▼
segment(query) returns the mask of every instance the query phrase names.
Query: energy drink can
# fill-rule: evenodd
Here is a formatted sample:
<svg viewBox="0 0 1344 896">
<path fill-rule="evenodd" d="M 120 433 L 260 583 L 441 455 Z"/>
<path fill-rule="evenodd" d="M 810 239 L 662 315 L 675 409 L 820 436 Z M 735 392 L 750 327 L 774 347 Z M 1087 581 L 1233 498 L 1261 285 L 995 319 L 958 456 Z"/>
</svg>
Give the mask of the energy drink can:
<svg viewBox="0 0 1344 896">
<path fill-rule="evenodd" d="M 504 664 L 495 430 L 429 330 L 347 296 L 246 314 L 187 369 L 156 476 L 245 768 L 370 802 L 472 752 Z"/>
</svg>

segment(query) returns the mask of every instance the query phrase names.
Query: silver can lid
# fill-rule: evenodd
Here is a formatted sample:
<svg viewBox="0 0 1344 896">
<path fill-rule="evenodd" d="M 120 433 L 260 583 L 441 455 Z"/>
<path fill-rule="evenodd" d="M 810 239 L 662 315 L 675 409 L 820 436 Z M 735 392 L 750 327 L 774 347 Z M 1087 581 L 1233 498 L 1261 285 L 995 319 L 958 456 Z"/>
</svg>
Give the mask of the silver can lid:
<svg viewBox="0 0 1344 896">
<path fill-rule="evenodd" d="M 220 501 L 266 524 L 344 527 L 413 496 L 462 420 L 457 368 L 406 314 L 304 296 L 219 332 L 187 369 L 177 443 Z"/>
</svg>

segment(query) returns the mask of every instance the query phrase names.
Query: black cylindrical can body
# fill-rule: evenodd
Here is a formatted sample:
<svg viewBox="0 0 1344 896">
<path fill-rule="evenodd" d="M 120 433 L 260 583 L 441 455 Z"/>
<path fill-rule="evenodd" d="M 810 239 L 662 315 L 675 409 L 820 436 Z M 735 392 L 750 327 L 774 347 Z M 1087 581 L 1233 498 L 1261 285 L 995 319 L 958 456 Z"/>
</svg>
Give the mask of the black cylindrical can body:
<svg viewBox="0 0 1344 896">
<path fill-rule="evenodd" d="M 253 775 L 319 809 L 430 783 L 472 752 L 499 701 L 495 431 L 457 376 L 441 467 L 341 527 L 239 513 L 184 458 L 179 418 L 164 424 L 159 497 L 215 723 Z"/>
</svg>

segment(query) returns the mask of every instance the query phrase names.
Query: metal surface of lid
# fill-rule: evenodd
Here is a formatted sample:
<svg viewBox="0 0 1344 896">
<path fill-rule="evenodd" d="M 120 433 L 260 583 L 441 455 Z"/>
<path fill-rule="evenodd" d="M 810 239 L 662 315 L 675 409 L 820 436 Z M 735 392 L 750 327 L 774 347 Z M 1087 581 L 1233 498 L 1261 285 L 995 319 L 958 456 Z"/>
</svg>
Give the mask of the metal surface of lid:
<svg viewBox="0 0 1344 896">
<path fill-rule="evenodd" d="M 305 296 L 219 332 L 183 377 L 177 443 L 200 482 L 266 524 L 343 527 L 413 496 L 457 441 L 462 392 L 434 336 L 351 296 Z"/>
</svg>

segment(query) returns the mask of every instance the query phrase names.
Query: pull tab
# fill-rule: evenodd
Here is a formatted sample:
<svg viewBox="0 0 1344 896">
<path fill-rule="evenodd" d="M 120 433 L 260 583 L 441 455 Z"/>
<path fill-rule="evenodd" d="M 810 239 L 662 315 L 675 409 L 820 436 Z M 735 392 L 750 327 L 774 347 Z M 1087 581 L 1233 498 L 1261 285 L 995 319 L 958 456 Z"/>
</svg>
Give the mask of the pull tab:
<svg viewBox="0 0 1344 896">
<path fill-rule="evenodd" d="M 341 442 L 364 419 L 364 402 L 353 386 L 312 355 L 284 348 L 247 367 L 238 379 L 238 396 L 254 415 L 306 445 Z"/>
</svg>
▲
» **The request**: Pull out every line of the material above that contains the string "metal", with matching case. Copy each such line unchanged.

» **Answer to this problem**:
Query: metal surface of lid
Give the mask of the metal surface of lid:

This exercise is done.